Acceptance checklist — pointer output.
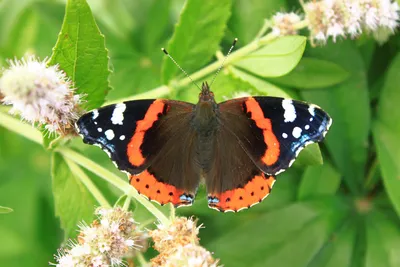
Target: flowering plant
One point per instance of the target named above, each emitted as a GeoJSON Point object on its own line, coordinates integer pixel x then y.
{"type": "Point", "coordinates": [340, 54]}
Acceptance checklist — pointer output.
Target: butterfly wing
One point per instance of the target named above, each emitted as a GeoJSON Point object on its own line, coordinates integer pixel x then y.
{"type": "Point", "coordinates": [233, 180]}
{"type": "Point", "coordinates": [274, 130]}
{"type": "Point", "coordinates": [257, 138]}
{"type": "Point", "coordinates": [141, 138]}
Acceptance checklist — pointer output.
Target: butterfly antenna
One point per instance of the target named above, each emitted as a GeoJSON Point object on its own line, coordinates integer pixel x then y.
{"type": "Point", "coordinates": [222, 64]}
{"type": "Point", "coordinates": [173, 60]}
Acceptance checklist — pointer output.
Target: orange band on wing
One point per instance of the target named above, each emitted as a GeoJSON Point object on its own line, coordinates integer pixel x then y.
{"type": "Point", "coordinates": [134, 152]}
{"type": "Point", "coordinates": [146, 184]}
{"type": "Point", "coordinates": [273, 150]}
{"type": "Point", "coordinates": [252, 193]}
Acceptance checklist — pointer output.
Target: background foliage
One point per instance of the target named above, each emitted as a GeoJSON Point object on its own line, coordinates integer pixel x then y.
{"type": "Point", "coordinates": [342, 213]}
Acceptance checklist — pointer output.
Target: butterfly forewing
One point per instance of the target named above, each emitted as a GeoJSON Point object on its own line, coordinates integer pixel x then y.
{"type": "Point", "coordinates": [273, 130]}
{"type": "Point", "coordinates": [141, 137]}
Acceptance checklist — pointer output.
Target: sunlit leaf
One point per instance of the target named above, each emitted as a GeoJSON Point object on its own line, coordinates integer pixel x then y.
{"type": "Point", "coordinates": [197, 34]}
{"type": "Point", "coordinates": [319, 181]}
{"type": "Point", "coordinates": [73, 202]}
{"type": "Point", "coordinates": [5, 209]}
{"type": "Point", "coordinates": [312, 73]}
{"type": "Point", "coordinates": [275, 59]}
{"type": "Point", "coordinates": [80, 52]}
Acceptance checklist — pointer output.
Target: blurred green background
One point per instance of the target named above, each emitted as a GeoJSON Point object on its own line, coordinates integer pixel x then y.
{"type": "Point", "coordinates": [341, 213]}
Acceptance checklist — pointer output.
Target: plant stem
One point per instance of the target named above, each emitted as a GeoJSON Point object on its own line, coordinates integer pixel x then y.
{"type": "Point", "coordinates": [20, 128]}
{"type": "Point", "coordinates": [114, 180]}
{"type": "Point", "coordinates": [77, 171]}
{"type": "Point", "coordinates": [369, 182]}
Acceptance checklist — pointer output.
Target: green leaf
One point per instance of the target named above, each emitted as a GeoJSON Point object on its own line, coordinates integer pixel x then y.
{"type": "Point", "coordinates": [226, 86]}
{"type": "Point", "coordinates": [388, 150]}
{"type": "Point", "coordinates": [312, 73]}
{"type": "Point", "coordinates": [389, 111]}
{"type": "Point", "coordinates": [73, 202]}
{"type": "Point", "coordinates": [383, 242]}
{"type": "Point", "coordinates": [310, 155]}
{"type": "Point", "coordinates": [387, 131]}
{"type": "Point", "coordinates": [5, 210]}
{"type": "Point", "coordinates": [319, 181]}
{"type": "Point", "coordinates": [154, 31]}
{"type": "Point", "coordinates": [262, 86]}
{"type": "Point", "coordinates": [339, 251]}
{"type": "Point", "coordinates": [197, 35]}
{"type": "Point", "coordinates": [80, 52]}
{"type": "Point", "coordinates": [348, 105]}
{"type": "Point", "coordinates": [248, 17]}
{"type": "Point", "coordinates": [275, 239]}
{"type": "Point", "coordinates": [275, 59]}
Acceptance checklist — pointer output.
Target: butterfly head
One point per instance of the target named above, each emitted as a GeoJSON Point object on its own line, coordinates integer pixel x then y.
{"type": "Point", "coordinates": [206, 95]}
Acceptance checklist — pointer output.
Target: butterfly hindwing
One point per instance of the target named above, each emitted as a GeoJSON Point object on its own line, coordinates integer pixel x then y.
{"type": "Point", "coordinates": [140, 137]}
{"type": "Point", "coordinates": [234, 182]}
{"type": "Point", "coordinates": [273, 130]}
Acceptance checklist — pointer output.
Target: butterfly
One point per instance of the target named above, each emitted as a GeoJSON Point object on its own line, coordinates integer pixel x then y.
{"type": "Point", "coordinates": [237, 146]}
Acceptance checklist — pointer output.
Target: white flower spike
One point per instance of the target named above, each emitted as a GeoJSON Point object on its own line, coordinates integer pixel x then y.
{"type": "Point", "coordinates": [40, 94]}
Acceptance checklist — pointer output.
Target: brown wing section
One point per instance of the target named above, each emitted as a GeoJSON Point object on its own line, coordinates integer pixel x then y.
────────────────────
● Problem description
In the listing above, locate each line with "green" and copy it.

● Response to this exercise
Target: blurred green background
Target: green leaf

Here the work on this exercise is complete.